======== Reading passage ========

Virtually every day, agents will move an account to a new carrier. Typically, the basis for the move is due to the desire to get a lower premium for the client. This issue has developed into one of the bigger issues / concerns for E&O carriers. The concern is that when you move an account to a new carrier, there is the possibility that the “new” coverage is deficient in some areas. The best practice is to proactively advise the client (in writing) those areas where the coverage is not as broad as the expiring policy.  

There are other times where the agent is forced to move an entire block of business to a new carrier. Possibly the agency was not meeting the volume requirements of the carrier, prompting the carrier to terminate the relationship or the carrier may have had a major issue with the agency (such as a history of misrepresenting the risk on applications). Also, quite possibly the agency had some issues with the carrier such as their claims practices, their strict underwriting, etc. The possibilities could go on and on.

This now results in the agency needing to move the entire book of business with that carrier to one or multiple carriers. Whether one account or an entire book is moved to a new carrier, the issues are largely the same.

The best approach is to proactively strategize how the agency is going to handle this. The prior carrier may have had excellent rates and thus when moving the account to a new carrier, the client could potentially wind up paying a higher premium. Whether the premium difference is major or minimal, it is probably best to notify the client of the need to replace them with a new carrier and any potential premium issues. If there will be some coverage issues, the client should be advised of these coverage issues in writing (definitely for any reductions in coverage).

========

- **Task 1**: Format the records below as a numbered list with blank lines omitted, covering only the span from the line containing "A single pin marks each instance of the snow covered field." through the end of the records.

======== Source material ========

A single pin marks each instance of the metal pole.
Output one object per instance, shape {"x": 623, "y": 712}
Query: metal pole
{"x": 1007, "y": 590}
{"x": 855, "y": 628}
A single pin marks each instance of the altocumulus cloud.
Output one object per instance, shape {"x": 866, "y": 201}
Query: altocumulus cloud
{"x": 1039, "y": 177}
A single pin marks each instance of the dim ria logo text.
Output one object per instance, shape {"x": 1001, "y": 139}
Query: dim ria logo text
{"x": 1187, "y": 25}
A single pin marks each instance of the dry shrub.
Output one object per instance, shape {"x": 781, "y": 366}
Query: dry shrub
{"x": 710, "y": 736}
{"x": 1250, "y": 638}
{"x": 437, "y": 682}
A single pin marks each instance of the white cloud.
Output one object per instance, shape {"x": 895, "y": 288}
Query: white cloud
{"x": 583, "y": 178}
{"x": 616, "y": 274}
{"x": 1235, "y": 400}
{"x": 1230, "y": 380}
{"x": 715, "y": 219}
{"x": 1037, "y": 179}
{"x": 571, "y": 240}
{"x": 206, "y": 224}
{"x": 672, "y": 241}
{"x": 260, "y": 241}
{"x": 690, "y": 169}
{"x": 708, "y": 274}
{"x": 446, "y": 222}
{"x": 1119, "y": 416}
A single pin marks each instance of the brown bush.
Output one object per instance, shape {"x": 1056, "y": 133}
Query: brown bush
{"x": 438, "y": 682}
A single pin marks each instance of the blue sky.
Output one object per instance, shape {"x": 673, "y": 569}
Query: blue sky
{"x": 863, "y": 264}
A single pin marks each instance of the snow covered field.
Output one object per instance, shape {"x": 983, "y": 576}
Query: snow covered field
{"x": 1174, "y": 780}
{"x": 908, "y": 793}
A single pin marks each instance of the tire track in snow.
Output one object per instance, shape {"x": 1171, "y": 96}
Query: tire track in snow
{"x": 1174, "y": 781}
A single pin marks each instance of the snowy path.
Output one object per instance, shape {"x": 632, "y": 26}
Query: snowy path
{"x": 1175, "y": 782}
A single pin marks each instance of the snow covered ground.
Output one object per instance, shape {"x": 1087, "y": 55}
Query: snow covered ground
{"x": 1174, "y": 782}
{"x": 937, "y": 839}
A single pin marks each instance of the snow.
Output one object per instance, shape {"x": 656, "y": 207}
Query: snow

========

- **Task 2**: Copy word for word the part of the passage on moving accounts to a new carrier that runs from "Virtually every day, agents" up to and including "the expiring policy.".

- **Result 1**:
1. A single pin marks each instance of the snow covered field.
2. Output one object per instance, shape {"x": 983, "y": 576}
3. Query: snow covered field
4. {"x": 1174, "y": 780}
5. {"x": 908, "y": 793}
6. A single pin marks each instance of the tire track in snow.
7. Output one object per instance, shape {"x": 1171, "y": 96}
8. Query: tire track in snow
9. {"x": 1174, "y": 781}
10. A single pin marks each instance of the snowy path.
11. Output one object per instance, shape {"x": 632, "y": 26}
12. Query: snowy path
13. {"x": 1175, "y": 782}
14. A single pin marks each instance of the snow covered ground.
15. Output one object per instance, shape {"x": 1087, "y": 55}
16. Query: snow covered ground
17. {"x": 1174, "y": 782}
18. {"x": 937, "y": 839}
19. A single pin marks each instance of the snow.
20. Output one object per instance, shape {"x": 656, "y": 207}
21. Query: snow

- **Result 2**:
Virtually every day, agents will move an account to a new carrier. Typically, the basis for the move is due to the desire to get a lower premium for the client. This issue has developed into one of the bigger issues / concerns for E&O carriers. The concern is that when you move an account to a new carrier, there is the possibility that the “new” coverage is deficient in some areas. The best practice is to proactively advise the client (in writing) those areas where the coverage is not as broad as the expiring policy.